Pictures in the listing should not be copied. Reproduce, word for word, each line from the one holding "Task: point out every instance of the car roof" through the final line.

>>>>>

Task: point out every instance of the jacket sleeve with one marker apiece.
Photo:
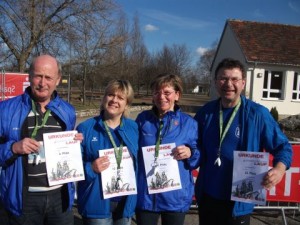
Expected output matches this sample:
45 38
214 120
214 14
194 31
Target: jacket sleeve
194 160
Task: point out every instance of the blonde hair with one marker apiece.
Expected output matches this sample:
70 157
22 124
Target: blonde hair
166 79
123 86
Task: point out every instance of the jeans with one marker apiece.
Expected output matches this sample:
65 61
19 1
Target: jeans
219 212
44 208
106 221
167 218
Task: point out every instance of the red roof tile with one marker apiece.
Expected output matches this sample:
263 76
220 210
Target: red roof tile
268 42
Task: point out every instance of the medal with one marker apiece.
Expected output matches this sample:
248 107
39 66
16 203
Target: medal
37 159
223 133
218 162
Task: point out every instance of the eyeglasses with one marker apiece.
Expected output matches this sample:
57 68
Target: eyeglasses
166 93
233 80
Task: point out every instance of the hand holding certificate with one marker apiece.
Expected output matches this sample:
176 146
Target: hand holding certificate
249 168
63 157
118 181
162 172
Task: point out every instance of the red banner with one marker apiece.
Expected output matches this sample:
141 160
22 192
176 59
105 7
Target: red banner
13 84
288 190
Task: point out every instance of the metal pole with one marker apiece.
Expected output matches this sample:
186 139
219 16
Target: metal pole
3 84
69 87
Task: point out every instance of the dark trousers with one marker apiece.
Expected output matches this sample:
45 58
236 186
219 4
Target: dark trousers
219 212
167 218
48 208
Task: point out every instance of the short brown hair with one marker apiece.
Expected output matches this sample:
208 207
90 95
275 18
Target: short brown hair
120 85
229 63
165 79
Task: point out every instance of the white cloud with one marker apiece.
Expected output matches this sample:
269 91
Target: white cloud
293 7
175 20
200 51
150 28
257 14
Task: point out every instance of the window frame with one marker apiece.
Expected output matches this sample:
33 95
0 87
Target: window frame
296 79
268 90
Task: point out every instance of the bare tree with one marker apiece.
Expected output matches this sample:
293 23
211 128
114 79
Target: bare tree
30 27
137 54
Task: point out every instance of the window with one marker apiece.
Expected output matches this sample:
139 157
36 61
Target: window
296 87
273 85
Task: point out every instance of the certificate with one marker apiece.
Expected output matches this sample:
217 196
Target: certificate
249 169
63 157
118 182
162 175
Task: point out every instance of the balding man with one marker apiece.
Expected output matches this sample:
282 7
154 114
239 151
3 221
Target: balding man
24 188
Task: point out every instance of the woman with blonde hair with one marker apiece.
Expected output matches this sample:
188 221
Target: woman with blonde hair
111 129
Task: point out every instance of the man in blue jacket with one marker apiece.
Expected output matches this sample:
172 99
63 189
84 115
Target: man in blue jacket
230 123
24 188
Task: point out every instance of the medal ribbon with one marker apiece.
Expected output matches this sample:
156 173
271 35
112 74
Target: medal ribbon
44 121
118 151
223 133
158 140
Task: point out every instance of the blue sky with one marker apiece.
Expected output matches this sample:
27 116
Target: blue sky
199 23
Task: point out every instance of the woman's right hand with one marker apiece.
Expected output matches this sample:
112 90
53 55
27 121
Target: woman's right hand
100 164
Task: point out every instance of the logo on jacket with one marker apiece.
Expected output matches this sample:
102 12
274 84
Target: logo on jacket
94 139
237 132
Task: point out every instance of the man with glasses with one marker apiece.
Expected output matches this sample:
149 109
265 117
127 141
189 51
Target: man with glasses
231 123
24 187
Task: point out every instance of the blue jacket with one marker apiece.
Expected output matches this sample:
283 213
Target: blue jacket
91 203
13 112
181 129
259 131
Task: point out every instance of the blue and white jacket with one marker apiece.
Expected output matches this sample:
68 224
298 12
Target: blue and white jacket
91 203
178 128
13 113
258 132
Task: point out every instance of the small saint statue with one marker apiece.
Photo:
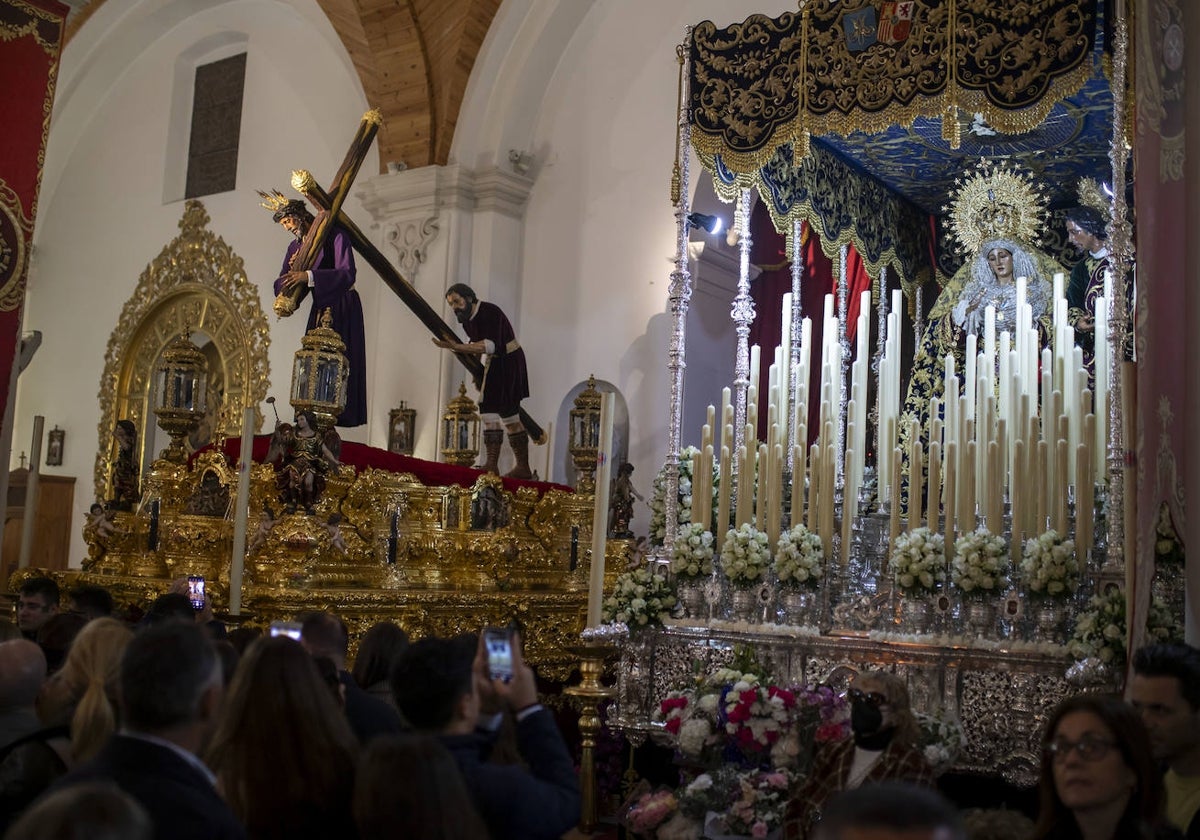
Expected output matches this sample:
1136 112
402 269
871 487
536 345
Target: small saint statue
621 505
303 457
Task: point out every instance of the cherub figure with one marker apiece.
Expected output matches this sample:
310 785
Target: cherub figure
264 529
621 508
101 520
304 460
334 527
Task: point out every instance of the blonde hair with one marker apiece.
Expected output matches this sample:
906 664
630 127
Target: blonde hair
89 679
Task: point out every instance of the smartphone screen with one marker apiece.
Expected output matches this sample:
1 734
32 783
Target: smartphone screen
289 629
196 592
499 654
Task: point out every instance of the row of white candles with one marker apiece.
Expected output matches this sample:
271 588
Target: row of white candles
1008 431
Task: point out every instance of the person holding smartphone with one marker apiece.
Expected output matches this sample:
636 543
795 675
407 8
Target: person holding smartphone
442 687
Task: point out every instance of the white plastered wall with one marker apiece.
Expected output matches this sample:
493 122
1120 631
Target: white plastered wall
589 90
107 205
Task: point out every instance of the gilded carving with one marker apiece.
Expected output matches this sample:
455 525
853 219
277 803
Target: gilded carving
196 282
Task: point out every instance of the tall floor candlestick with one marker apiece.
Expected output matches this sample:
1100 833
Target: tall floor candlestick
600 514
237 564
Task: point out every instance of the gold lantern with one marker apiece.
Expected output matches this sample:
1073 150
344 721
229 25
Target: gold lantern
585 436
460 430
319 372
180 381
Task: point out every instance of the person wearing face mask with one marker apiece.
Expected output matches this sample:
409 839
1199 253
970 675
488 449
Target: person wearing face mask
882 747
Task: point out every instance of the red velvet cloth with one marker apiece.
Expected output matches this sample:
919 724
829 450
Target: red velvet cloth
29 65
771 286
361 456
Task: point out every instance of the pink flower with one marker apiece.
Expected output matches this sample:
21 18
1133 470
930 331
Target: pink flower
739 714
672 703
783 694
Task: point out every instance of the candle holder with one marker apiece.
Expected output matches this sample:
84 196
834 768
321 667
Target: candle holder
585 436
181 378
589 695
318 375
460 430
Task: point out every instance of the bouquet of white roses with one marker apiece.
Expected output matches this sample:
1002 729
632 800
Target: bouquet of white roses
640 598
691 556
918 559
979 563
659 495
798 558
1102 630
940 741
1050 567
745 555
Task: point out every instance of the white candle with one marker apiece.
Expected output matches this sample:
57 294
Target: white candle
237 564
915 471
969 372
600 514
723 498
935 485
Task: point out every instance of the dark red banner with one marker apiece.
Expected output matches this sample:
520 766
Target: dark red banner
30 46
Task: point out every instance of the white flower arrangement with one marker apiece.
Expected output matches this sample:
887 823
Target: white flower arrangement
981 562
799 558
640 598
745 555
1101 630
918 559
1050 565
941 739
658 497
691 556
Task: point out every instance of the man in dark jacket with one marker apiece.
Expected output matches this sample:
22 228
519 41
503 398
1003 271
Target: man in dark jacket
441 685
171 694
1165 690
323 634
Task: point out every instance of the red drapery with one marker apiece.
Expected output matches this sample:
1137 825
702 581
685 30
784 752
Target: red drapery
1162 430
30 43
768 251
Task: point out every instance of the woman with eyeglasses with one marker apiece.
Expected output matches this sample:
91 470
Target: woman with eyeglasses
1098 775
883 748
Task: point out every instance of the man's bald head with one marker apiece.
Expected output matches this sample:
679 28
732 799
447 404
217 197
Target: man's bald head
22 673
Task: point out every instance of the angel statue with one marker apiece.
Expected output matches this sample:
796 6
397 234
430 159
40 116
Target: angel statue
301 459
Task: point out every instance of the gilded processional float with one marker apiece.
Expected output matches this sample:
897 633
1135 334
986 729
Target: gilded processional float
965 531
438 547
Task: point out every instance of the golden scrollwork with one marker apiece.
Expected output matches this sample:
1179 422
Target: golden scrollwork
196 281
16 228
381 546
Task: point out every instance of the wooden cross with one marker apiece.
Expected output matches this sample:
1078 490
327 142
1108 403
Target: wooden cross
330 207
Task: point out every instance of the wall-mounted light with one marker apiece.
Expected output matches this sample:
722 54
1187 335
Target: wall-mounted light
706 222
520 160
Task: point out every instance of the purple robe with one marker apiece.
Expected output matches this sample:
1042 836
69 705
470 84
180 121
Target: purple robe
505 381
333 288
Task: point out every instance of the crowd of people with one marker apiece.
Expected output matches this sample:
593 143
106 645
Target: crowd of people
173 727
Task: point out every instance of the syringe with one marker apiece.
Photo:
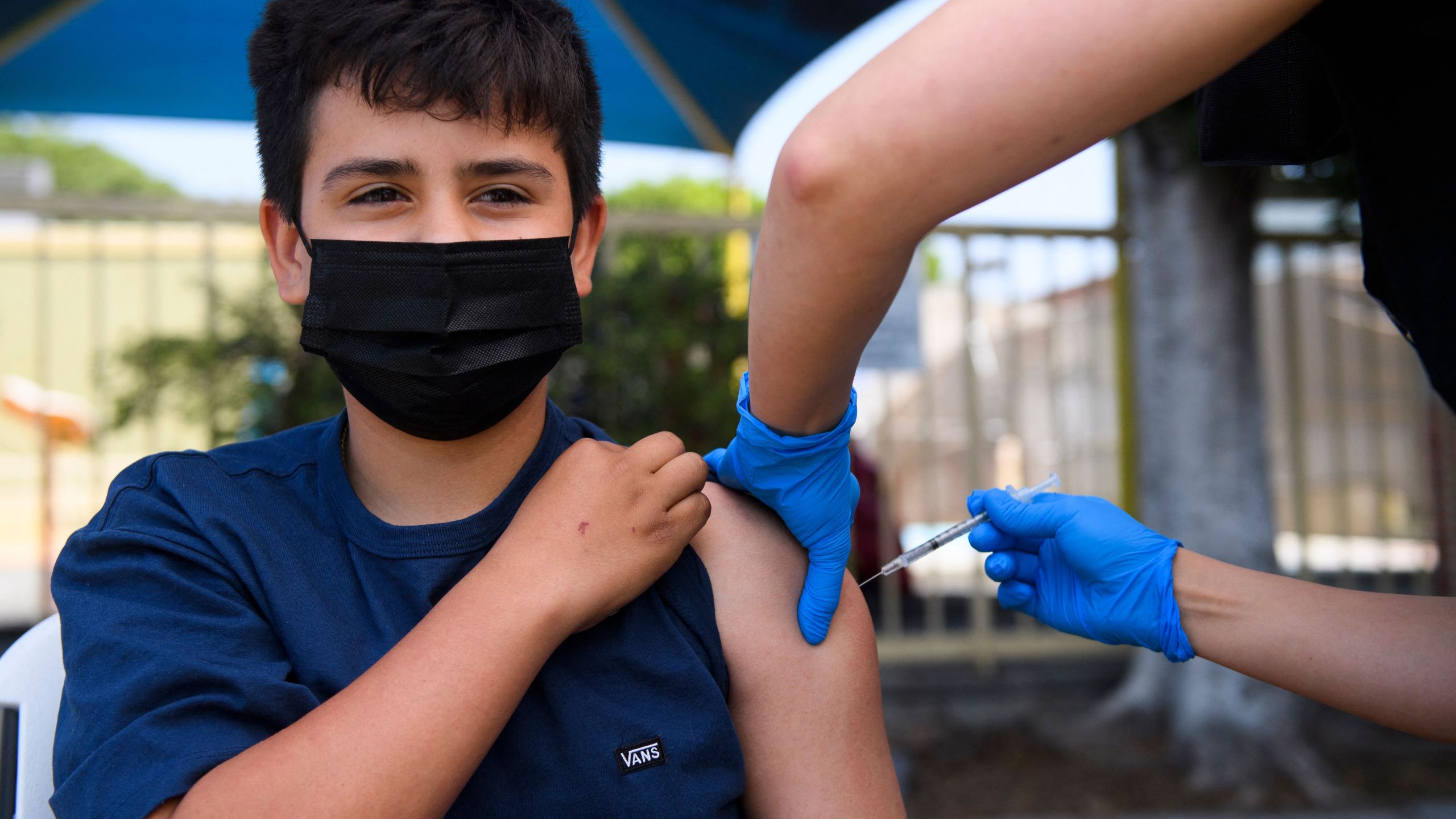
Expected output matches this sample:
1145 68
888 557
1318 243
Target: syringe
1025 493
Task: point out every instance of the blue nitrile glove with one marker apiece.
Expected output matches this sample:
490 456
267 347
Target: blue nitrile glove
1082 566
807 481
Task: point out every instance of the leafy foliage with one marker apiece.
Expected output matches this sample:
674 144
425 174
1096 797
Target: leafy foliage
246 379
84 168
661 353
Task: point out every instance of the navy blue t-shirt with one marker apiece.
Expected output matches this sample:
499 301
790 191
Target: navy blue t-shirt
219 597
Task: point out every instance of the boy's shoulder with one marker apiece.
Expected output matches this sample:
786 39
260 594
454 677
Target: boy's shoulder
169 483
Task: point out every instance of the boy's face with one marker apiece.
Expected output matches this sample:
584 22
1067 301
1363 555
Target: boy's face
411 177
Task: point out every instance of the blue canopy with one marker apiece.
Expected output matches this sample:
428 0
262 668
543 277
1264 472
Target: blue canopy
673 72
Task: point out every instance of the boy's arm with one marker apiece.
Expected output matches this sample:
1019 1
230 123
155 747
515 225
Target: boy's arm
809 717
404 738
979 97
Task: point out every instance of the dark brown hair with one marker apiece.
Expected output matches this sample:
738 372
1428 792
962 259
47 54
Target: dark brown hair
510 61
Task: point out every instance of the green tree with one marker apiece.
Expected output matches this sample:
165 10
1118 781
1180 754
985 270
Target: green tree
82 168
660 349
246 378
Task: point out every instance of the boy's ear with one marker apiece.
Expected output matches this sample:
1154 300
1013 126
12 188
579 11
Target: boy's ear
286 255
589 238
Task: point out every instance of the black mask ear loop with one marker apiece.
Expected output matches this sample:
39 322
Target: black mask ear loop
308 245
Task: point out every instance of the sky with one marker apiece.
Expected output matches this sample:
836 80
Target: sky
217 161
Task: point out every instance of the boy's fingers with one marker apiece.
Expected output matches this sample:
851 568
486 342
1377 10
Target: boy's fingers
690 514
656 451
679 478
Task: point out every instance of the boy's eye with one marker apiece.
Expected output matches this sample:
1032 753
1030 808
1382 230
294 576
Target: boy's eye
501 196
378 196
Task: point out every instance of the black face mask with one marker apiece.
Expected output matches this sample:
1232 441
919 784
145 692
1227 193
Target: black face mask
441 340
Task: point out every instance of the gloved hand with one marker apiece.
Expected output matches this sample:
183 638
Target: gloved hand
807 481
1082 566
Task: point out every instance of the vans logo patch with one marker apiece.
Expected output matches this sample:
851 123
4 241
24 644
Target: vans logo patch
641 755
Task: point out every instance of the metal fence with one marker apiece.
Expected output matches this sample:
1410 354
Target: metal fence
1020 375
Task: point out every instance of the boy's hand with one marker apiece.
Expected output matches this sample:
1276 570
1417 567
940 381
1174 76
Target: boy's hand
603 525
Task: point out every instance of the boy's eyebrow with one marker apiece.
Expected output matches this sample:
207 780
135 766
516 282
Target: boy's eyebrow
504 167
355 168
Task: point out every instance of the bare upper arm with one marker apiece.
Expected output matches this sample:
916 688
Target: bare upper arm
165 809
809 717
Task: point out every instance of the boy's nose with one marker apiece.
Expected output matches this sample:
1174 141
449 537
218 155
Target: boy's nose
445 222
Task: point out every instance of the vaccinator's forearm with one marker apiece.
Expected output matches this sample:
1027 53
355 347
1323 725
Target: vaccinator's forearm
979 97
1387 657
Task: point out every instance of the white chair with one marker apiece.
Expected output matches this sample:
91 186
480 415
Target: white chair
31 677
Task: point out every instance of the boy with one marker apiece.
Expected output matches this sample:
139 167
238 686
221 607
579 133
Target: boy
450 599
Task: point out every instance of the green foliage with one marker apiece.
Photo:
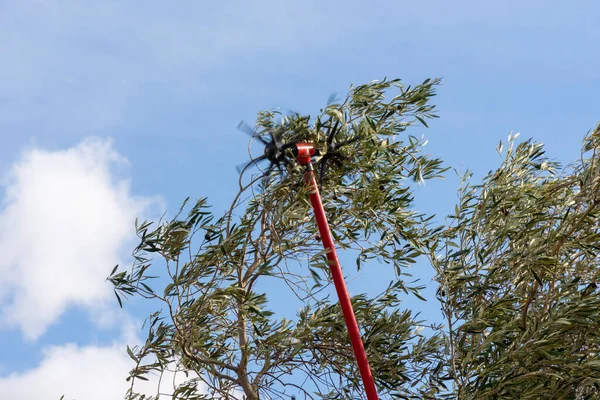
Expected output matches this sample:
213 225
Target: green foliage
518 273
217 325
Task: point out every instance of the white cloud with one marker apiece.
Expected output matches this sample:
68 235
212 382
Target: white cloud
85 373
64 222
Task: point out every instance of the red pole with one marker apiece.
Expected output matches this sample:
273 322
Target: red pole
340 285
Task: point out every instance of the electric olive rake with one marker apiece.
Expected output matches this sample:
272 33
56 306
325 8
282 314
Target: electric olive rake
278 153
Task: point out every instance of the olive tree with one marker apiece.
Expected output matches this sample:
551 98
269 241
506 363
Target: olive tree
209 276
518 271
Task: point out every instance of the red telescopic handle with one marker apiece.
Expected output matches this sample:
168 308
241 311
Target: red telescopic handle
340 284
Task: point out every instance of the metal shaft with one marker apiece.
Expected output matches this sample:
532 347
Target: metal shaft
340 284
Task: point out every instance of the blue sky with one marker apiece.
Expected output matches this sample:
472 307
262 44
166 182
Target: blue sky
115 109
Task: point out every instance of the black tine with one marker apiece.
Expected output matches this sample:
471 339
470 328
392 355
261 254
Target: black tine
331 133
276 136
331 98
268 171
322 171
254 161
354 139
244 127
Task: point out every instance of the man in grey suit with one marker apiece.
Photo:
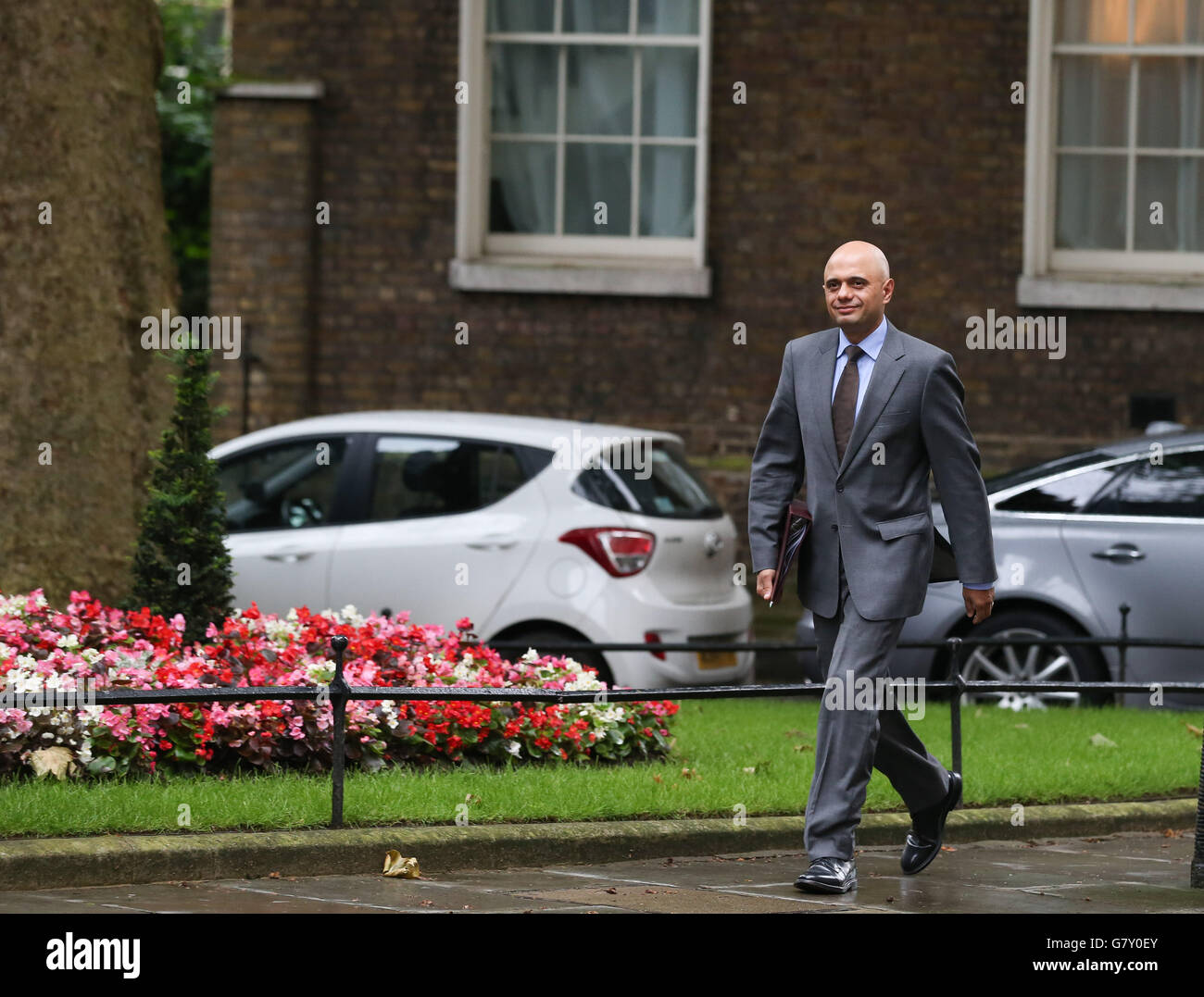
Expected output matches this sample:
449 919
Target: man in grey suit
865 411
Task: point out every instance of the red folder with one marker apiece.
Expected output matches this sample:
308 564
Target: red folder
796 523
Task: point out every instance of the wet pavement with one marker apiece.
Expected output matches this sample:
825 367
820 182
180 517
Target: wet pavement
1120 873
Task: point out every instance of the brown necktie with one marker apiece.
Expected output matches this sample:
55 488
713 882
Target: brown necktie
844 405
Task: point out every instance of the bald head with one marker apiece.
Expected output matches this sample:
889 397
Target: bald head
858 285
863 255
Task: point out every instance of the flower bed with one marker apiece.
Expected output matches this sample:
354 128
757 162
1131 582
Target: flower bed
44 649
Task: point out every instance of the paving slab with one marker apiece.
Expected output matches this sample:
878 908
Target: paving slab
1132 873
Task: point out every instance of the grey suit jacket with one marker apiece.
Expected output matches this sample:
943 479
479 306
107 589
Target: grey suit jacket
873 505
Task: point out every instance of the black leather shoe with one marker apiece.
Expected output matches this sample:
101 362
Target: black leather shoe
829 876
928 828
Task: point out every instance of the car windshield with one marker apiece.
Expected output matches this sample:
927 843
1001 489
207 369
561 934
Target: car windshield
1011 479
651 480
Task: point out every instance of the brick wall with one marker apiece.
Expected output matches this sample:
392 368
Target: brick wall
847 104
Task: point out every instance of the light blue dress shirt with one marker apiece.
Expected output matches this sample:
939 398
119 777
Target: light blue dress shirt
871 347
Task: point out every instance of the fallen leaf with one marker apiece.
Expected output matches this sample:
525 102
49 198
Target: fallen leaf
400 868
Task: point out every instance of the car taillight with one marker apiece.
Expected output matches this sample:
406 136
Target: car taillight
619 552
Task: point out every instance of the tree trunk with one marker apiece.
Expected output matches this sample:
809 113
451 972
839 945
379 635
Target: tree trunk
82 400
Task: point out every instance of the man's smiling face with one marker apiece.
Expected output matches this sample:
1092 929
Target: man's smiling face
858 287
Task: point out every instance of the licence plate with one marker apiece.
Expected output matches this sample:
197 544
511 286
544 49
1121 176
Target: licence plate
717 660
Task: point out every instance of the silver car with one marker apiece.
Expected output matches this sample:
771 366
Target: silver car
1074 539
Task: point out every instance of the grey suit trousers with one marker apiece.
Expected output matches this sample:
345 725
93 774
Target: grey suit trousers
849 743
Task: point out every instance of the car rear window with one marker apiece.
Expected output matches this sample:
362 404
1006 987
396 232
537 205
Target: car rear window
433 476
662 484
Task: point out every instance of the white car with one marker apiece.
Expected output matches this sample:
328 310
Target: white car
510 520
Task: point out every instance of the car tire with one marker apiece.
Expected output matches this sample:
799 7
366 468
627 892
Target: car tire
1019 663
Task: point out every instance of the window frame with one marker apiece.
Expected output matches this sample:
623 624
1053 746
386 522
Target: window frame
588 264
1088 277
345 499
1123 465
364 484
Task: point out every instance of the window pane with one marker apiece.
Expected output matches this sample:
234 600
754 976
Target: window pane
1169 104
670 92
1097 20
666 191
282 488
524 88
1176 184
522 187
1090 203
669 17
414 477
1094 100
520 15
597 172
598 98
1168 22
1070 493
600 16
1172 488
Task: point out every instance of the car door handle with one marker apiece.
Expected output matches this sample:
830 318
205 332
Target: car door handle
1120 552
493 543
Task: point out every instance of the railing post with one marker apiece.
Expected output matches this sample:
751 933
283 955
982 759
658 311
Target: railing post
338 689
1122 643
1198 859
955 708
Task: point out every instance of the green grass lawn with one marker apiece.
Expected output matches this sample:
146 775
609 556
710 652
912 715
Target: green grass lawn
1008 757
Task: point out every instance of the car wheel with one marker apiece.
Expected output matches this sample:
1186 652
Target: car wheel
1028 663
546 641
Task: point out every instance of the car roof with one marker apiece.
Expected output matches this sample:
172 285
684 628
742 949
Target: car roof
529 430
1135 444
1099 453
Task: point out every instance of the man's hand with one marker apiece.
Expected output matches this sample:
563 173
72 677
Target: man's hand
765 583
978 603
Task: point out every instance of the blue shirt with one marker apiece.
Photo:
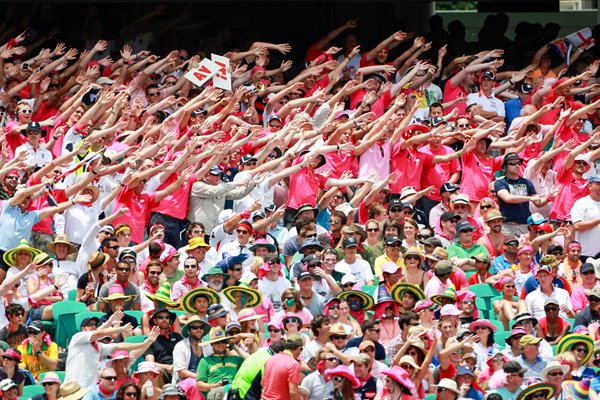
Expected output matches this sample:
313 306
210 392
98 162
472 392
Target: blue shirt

<<<<<

Solved problem:
Task: point out every instance of the car roof with one marker apiece.
Expected output matches this sample:
172 285
684 628
742 949
Target: car roof
529 430
1135 444
1099 453
Task: point out every instance of the man's hand with one marker apiece.
Expected output matches this sample:
563 173
72 677
Target: man's hand
765 583
978 603
Task: point out every instance of the blue shirt with one marker apiece.
Photo:
Expected output matches this sample:
313 306
210 392
98 162
472 392
Target: blue shirt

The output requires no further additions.